◆ Material supplied:
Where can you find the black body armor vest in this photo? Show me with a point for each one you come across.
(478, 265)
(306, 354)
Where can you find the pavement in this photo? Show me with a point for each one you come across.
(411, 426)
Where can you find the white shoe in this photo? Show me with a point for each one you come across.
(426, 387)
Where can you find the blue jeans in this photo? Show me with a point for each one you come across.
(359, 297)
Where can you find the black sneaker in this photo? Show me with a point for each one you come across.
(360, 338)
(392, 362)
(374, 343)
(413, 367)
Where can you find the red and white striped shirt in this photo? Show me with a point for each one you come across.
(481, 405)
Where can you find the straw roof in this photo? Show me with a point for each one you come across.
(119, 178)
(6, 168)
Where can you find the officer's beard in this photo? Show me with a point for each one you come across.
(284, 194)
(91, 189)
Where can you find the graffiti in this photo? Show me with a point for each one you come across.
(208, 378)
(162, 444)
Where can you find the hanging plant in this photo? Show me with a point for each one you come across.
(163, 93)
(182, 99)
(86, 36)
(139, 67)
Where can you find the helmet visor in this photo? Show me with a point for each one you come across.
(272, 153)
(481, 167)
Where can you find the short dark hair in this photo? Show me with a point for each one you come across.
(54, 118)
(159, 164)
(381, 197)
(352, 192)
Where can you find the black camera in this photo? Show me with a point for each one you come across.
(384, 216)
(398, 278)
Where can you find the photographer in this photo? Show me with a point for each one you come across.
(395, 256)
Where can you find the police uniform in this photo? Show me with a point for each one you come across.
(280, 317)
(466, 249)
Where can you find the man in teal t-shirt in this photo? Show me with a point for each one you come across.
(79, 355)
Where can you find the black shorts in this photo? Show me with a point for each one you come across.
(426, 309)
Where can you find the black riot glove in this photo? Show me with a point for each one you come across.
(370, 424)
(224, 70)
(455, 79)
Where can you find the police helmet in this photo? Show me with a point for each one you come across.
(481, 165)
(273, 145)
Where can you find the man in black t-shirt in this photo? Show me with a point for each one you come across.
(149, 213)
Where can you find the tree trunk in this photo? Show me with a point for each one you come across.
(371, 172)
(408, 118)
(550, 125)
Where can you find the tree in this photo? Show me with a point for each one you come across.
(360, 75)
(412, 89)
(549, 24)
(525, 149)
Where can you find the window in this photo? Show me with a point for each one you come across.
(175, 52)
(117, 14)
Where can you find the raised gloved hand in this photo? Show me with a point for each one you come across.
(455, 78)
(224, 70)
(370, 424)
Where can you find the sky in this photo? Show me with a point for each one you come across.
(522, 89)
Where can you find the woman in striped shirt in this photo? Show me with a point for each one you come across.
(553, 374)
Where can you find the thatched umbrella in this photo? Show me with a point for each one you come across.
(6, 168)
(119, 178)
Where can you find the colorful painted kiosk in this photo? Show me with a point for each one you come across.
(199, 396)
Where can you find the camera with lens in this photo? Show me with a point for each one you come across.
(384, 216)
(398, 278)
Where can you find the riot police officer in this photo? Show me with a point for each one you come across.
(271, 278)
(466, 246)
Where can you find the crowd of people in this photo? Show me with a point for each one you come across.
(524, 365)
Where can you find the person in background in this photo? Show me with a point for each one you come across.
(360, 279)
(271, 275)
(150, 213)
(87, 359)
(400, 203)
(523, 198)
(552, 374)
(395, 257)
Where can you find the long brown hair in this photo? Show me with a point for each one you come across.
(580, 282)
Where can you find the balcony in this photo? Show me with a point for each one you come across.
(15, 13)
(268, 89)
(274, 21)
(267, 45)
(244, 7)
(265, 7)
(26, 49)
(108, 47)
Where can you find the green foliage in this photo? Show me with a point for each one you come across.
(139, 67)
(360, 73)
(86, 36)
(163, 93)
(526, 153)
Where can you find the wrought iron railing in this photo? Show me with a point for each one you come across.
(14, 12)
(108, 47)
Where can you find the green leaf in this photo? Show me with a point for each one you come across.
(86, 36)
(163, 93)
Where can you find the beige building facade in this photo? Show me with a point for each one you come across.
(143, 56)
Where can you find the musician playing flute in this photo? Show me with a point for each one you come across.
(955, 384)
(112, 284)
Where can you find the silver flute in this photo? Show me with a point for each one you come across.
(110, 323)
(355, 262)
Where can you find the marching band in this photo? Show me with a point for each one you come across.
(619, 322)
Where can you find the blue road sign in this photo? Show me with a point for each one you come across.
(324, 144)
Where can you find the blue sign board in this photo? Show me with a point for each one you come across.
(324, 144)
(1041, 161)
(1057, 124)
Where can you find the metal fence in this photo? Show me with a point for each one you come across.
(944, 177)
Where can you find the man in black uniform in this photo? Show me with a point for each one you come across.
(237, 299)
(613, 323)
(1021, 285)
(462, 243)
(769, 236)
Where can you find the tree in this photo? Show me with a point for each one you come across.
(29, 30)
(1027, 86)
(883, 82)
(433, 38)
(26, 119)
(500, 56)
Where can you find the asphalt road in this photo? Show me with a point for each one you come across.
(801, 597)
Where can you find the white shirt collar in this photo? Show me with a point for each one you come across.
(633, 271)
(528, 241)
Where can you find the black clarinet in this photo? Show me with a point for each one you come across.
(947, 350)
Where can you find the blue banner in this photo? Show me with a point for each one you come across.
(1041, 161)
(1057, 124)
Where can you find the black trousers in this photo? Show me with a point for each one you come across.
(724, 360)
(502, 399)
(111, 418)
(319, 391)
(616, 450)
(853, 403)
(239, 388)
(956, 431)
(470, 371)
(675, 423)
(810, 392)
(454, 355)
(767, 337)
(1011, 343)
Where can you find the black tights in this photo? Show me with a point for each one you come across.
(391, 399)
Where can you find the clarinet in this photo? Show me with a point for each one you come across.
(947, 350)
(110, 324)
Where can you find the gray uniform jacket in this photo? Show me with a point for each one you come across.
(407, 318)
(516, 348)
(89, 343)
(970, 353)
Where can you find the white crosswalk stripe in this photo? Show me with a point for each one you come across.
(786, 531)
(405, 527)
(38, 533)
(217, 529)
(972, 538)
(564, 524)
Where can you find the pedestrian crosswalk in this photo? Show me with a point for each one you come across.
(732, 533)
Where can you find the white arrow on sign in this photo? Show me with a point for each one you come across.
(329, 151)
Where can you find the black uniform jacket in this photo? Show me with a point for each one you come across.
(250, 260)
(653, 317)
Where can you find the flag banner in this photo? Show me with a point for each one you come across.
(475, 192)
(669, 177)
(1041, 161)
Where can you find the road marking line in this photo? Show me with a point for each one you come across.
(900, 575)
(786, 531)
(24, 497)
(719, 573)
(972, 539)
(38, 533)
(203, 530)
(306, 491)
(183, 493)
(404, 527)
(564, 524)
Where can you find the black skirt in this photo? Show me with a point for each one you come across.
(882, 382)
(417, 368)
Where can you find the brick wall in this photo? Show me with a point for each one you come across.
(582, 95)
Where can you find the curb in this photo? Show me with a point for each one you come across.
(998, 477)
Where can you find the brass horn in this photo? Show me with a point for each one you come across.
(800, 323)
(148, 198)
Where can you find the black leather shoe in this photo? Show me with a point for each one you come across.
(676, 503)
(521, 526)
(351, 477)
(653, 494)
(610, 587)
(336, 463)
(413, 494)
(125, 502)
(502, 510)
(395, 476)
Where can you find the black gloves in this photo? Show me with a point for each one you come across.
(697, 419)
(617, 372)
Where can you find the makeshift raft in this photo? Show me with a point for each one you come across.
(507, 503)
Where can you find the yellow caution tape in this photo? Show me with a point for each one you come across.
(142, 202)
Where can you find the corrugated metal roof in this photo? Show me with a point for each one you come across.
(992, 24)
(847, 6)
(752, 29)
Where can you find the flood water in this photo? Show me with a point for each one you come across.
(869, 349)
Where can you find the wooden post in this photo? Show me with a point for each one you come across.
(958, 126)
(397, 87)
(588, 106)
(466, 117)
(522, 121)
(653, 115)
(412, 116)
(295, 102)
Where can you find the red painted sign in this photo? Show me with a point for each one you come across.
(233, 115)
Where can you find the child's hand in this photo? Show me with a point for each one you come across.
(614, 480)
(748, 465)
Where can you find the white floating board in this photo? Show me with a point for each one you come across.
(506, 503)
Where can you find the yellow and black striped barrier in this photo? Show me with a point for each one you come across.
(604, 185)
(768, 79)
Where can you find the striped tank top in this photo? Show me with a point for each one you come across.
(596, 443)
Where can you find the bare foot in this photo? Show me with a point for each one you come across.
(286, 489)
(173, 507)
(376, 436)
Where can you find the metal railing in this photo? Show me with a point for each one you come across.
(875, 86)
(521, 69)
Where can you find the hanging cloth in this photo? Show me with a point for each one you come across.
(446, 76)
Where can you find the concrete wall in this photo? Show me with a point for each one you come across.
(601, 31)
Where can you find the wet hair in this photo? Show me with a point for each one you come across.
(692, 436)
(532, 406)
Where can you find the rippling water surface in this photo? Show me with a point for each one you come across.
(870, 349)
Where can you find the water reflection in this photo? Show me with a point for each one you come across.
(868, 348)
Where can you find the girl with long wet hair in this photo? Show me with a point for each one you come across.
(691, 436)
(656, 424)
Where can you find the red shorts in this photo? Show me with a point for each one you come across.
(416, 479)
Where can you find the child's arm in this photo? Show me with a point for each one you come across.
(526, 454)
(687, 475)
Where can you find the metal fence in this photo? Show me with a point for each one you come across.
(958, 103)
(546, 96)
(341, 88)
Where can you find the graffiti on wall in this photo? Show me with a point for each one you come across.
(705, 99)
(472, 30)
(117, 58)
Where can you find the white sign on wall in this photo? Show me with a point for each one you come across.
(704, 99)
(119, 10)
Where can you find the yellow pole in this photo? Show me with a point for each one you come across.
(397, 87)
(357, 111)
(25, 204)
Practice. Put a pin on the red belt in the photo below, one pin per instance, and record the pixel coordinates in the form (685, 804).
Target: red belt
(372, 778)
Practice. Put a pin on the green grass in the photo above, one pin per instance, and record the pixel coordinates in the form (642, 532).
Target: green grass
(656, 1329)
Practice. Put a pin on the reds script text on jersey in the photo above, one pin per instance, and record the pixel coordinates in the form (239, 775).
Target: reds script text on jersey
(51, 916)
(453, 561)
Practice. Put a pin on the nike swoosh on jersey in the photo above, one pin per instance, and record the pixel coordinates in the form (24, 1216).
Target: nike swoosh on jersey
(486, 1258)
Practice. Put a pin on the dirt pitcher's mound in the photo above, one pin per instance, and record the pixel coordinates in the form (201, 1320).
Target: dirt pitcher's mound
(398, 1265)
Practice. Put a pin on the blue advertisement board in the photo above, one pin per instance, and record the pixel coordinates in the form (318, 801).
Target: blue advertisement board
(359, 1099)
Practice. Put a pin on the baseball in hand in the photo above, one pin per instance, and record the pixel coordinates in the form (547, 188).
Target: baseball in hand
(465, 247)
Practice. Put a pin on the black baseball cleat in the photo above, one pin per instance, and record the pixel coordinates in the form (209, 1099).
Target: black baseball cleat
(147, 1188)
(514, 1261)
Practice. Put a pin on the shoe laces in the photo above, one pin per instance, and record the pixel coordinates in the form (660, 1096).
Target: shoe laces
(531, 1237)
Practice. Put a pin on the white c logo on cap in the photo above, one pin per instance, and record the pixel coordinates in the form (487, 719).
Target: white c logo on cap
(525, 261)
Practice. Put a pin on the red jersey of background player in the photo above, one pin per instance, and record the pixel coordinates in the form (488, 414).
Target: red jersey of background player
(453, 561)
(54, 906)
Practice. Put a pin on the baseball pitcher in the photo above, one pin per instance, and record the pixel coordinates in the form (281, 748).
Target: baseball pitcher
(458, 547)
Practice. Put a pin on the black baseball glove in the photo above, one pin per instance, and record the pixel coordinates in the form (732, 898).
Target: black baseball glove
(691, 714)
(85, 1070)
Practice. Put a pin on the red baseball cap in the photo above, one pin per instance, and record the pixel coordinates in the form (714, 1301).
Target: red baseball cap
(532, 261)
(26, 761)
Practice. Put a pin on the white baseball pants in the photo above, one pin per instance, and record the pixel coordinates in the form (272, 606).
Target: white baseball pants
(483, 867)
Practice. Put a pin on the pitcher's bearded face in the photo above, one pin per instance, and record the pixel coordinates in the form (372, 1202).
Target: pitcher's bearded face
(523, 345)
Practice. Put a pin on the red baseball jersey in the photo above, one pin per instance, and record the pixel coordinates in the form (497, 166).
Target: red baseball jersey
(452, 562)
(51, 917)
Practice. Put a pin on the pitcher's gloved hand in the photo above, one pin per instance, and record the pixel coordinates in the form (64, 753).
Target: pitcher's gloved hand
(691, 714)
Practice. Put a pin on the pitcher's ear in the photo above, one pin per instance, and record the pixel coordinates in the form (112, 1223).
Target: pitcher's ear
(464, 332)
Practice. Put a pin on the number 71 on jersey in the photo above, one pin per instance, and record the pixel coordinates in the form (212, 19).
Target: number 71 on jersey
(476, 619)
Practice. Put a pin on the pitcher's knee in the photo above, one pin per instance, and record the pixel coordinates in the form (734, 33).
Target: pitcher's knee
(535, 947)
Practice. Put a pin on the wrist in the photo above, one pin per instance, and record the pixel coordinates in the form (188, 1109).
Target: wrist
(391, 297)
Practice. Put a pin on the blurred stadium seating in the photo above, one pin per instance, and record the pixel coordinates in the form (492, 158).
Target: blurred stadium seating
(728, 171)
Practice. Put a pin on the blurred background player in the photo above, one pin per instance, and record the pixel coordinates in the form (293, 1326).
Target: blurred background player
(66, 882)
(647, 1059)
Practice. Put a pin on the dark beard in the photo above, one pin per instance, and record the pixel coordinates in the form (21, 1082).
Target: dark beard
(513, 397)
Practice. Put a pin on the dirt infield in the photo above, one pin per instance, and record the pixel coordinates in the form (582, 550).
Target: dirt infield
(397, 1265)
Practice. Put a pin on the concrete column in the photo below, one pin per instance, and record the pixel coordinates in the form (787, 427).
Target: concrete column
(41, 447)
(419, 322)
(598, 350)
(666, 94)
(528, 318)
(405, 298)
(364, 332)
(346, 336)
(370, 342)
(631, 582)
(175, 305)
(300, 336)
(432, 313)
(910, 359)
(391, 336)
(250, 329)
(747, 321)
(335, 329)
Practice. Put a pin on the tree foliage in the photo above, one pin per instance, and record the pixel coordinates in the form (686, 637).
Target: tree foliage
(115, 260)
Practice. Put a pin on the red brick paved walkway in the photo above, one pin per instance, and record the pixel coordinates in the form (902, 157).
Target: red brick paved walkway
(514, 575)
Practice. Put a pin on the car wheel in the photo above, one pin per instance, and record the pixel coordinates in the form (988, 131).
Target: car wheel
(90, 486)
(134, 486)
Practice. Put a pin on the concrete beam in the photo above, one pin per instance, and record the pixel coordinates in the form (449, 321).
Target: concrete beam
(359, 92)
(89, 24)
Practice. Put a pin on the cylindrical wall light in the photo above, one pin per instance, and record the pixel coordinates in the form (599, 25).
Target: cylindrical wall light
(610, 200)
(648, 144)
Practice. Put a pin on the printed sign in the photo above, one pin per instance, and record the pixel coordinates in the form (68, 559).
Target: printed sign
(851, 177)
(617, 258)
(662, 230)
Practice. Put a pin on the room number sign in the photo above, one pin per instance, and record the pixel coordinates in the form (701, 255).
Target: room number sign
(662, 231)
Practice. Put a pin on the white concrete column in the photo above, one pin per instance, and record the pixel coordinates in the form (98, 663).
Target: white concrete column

◆ Exercise:
Copy out the stretch of the records from the line containing "Practice. Put a pin on the car" through the end of the records, reproducing every line character for character.

◆ Finished exercise:
Practice. Put a pin on the car wheel in the photo above, one pin per instance, and record the pixel coordinates in the form (988, 131).
Target: car wheel
(90, 486)
(134, 486)
Practice. Put a pin on the concrete beam in the photo above, one pin per instance, and record the pixel coordinates in the form (449, 321).
Target: concrete beam
(359, 92)
(89, 24)
Practice. Put a pin on the cylindrical wall light in the photo above, one pin per instance, and record the pixel coordinates in the form (599, 25).
Target: cylindrical wall light
(610, 200)
(648, 144)
Practice. Put a pin on the printed sign in the photo above, one pin per instance, and record the pixel coordinates in the form (68, 559).
Target: printed sign
(851, 177)
(617, 258)
(662, 230)
Practice. Put a pin on the room number sign in the photo above, one pin per instance, and record the pixel coordinates in the form (701, 255).
Target: room number sign
(662, 231)
Practice. Put a pin on the white concrete column in the photo above, one pin per instance, and record the pixel coordinates in the form (98, 663).
Target: white concrete column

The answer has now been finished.